→ **THE PROBLEM**:
From the article on adapting molecular diagnostics to field conditions below, list the technical modifications tested to make the Bst-based LAMP process robust enough for field conditions.

→ **SELECTED EXCERPT**:
<<<<

Adapting Molecular Diagnostics to Field Conditions

Enhancing food security by providing effective control of infectious diseases in livestock requires major investment in developing diagnostic technologies of sufficient sensitivity and precision to enable veterinary authorities to accurately identify animal carriers of disease and to carry out appropriate measures for containing an outbreak. Diagnosis typically requires the identification of the infective organism, and this may be possible at point-of-care in certain instances where the disease agent can be identified microscopically from the various body fluids. However, in many cases, this method is not applicable and diagnosis requires laboratory backup to provide the information. Gene amplification methods provide a way of doing this without resorting to culture of viral or bacterial pathogens or collecting large amounts of biological samples.

These methods, based on the Polymerase Chain Reaction (PCR) are highly sensitive and specific, but incur a delay in transferring materials, analysing and providing the results. In some instances, this delay can be counterproductive in establishing an efficient disease control programme. For instance, in the Foot and Mouth Disease outbreak in the UK in 2001, delays in obtaining diagnosis meant that nearly 25% of farms declared infected on clinical grounds were actually free from disease. Being able to improve this decision-making gap would be an advantage, especially in the case of transboundary diseases, including Highly Pathogenic Avian Influenza, (HPAI) where suspected disease may occur in remote areas, away from the laboratory and where speedy diagnosis of a dangerous potential zoonosis is of paramount importance. Loop mediated isothermal amplification (LAMP) provides a means for applying molecular technologies to the pen-side as it does not require thermal cycling and the resulting colour change can be seen without the need for equipment (see Figure).

Recently, Mr Oliver Scheiber, a consultant at APU, investigated the potential of applying LAMP technologies to the diagnosis of Avian Influenza (AI), and Peste des Petit Ruminants (PPR). The work involved looking at technical modifications of the LAMP process based on the strand-displacing polymerase Bst, to make it sufficiently robust for field conditions; these involved testing alternative polymerases, using PCR enhancers, optimizing reaction temperatures and testing lyophilized master mixes. The Avian influenza RT-LAMP was based on a published method to which various modifications were applied in order to evaluate potential improvements in its functionality.

Originally the test results were read using a turbidimeter, but such equipment is not routinely used in most laboratories. Hence, the first step was to change the method to a fluorometric one, by adding EVA-Green dye to the reaction mixture as an indicator. The amount of pyrophosphate precipitate that develops during the reaction was minimized by lowering the magnesium concentration, thereby solving the problems encountered in reading the fluorescence signal. Interestingly, lower magnesium concentrations had the added effect of making signal development faster. The dNTP and the primer concentration were then optimised, leading to lower reagent usage and faster amplifications.

An alternative strand-displacing polymerase (Bsm), supplied by Fermentas was evaluated for use in the LAMP and was found to be comparable with Bst. Betaine is an agent that has been used successfully for increasing yield and specificity of PCR products by reducing the formation of secondary structure caused by GC-rich regions. Sugar polymers can also enhance the activity of certain enzymes, so its use in LAMP was evaluated. Betaine actually inhibited AI-RT-LAMP when using Bst, whereas Bsm needed a certain concentration of betaine to work. The disaccharide could replace Betaine in LAMP for both Bst and Bsm reducing the costs of the mastermix.

>>>>

→ **DATASET RECORDS**:
<<<<

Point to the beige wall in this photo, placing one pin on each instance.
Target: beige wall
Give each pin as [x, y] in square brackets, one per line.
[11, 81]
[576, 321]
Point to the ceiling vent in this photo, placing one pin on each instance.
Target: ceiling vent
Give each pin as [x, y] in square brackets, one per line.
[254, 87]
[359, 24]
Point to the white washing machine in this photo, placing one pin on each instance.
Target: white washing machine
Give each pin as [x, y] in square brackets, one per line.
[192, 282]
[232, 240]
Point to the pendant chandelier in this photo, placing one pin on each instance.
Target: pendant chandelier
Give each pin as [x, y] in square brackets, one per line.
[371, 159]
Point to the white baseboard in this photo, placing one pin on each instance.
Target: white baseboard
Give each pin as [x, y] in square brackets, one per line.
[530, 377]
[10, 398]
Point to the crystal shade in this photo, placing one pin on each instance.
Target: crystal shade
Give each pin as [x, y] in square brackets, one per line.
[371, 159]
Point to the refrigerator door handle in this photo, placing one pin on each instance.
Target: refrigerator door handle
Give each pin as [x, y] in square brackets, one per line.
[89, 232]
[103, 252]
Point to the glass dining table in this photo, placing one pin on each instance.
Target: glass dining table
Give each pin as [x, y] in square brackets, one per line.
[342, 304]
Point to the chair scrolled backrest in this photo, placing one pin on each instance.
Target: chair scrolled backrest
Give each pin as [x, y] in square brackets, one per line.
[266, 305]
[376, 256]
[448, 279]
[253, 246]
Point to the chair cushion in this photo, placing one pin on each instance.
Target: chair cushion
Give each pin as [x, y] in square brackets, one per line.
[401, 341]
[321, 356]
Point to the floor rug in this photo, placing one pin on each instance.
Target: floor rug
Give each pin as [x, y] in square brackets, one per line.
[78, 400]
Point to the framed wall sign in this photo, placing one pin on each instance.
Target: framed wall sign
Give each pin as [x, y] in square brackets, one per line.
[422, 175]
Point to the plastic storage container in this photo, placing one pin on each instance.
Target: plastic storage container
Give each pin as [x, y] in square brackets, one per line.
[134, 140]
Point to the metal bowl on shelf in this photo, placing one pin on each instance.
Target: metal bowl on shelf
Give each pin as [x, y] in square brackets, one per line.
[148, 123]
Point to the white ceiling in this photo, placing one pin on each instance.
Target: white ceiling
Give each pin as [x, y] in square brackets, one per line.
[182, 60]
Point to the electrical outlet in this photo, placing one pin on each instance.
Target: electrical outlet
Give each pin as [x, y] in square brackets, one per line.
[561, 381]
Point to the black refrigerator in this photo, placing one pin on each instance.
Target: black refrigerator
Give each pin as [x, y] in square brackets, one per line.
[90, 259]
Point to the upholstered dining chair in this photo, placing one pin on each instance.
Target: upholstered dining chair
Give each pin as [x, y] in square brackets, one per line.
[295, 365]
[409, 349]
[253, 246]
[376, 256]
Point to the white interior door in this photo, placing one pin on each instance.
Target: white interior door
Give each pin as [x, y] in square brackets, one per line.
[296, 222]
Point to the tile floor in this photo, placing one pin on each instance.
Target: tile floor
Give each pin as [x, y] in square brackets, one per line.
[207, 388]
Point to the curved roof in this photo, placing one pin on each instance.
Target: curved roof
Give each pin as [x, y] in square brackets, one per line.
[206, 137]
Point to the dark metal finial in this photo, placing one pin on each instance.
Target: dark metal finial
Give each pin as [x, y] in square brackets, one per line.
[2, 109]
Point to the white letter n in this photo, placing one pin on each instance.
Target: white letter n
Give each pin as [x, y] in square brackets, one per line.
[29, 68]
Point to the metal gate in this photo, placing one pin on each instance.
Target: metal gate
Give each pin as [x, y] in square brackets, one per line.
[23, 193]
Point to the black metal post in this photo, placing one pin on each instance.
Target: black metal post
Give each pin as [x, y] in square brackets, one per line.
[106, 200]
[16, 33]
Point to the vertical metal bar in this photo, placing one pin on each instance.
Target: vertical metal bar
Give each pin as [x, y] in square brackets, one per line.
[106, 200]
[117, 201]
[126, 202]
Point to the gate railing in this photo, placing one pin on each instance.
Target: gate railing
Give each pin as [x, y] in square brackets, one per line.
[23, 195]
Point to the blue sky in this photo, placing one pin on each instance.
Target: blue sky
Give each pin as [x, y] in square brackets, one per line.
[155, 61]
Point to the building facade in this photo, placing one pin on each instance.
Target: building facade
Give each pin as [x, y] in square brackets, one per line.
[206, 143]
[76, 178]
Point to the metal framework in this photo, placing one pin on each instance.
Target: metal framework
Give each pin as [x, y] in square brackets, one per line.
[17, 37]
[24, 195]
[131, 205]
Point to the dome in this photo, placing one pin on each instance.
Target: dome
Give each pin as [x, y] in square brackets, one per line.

>>>>

→ **EXERCISE RESPONSE**:
- Testing alternative polymerases
- Using PCR enhancers
- Optimizing reaction temperatures
- Testing lyophilized master mixes